** Begin TEXT PROVIDED **
| CPC G06F 40/56 (2020.01) [G06F 40/284 (2020.01); G10L 15/08 (2013.01)] | 18 Claims |

|
1. A system comprising:
a processor; and
a computer-readable medium storing instructions that are operative upon execution by the processor to:
receive a stream of tokens, each token representing an element of human speech;
chunk the stream of tokens;
tag, by a tagger, the stream of tokens with one or more tags of a plurality of tags to produce a tagged stream of tokens by chunks in a streaming manner, each tag of the plurality of tags representing a different normalization category of a plurality of normalization categories, wherein the tagger comprises a neural network using self-attention to compute representations of input and output;
detect, by each category-specific natural language converter of a plurality of category-specific natural language converters, each of the plurality of category-specific natural language converters comprising a weighted finite state transducer (WFST), from the tagged stream of tokens, a tag representing a normalization category of the plurality of normalization categories upon which each category-specific natural language converter is trained to operate, wherein each category-specific natural language converter is trained for a single normalization category of the plurality of normalization categories by each respective trainer of a plurality of trainers;
upon detecting a first tag representing a first normalization category, convert, by a first language converter of the plurality of category-specific natural language converters, a first token of the tagged stream of tokens, from a first lexical language form to a first natural language form, wherein the first language converter is trained to operate upon the first normalization category, and wherein the first token is associated with the first tag;
upon detecting a second tag representing a second normalization category, convert, in parallel with converting by the first language converter, by a second language converter of the plurality of category-specific natural language converters, a second token of the tagged stream of tokens from a second lexical language form to a second natural language form, wherein the second language converter is trained to operate upon the second normalization category, and wherein the second token is associated with the second tag; and
based on at least the first natural language form, output a natural language representation of the stream of tokens.
|
** End TEXT PROVIDED **
** Begin PROVIDED MATERIAL **
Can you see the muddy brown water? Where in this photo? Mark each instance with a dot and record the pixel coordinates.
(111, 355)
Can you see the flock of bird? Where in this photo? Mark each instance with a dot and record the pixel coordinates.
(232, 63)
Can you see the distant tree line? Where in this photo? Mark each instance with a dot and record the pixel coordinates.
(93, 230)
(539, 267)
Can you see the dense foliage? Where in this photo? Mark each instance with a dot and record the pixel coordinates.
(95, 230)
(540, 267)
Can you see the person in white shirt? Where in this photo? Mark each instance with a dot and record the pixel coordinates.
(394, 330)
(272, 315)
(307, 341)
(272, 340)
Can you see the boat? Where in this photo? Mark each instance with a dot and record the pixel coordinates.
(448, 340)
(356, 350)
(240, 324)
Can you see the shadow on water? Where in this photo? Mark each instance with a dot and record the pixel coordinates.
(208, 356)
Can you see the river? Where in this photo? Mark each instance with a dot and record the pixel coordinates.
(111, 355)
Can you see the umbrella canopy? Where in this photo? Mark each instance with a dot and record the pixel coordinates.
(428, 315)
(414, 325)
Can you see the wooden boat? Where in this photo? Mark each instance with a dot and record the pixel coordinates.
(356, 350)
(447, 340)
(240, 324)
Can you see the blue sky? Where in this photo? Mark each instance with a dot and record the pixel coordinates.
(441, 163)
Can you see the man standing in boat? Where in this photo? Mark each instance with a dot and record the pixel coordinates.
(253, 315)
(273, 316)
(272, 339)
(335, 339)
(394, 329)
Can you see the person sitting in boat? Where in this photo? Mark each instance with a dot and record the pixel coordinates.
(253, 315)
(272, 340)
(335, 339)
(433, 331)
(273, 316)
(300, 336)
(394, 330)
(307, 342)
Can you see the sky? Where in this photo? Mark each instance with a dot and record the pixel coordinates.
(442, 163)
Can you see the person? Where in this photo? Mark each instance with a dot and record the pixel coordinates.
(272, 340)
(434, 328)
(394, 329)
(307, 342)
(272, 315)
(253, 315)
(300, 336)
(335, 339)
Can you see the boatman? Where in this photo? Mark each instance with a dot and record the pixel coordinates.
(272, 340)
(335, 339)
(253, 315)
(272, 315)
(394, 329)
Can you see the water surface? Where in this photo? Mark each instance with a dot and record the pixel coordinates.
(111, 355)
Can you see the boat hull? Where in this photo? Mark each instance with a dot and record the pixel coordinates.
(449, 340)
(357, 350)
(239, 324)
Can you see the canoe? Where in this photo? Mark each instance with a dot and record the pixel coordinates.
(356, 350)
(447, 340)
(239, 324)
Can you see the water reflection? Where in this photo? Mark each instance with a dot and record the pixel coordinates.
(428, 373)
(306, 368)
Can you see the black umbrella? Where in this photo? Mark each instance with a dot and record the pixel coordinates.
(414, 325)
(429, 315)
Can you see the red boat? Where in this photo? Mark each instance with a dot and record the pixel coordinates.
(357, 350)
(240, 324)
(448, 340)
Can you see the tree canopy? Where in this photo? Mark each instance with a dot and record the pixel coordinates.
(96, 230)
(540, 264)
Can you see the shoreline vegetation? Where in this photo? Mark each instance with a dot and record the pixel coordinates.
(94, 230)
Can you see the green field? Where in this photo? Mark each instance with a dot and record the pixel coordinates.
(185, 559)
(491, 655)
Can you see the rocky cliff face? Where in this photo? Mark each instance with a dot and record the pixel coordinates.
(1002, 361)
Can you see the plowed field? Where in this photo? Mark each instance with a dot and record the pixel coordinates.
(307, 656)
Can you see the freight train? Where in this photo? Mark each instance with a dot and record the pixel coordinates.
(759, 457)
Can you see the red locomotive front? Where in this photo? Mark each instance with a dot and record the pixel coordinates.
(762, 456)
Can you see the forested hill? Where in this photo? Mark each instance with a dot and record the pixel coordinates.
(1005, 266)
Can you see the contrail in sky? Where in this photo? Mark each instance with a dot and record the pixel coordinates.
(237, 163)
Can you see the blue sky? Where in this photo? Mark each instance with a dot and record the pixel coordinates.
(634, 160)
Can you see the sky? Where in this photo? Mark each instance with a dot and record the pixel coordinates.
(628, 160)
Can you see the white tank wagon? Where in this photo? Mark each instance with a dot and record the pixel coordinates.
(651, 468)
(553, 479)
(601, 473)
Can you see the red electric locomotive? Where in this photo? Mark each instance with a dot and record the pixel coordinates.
** End PROVIDED MATERIAL **
PROBLEMS:
**A.** Answer these questions about the patent claim:
(i) What does each token in the received stream represent?
(ii) What does each category-specific natural language converter comprise?
(iii) What does the tagger comprise?
**B.** Show every line of the listing that contains the string "field". Case counts.

RESULTS OF THE TASKS:
**A.**
(i) An element of human speech.
(ii) A weighted finite state transducer (WFST).
(iii) A neural network using self-attention to compute representations of input and output.

**B.**
Can you see the green field? Where in this photo? Mark each instance with a dot and record the pixel coordinates.
Can you see the plowed field? Where in this photo? Mark each instance with a dot and record the pixel coordinates.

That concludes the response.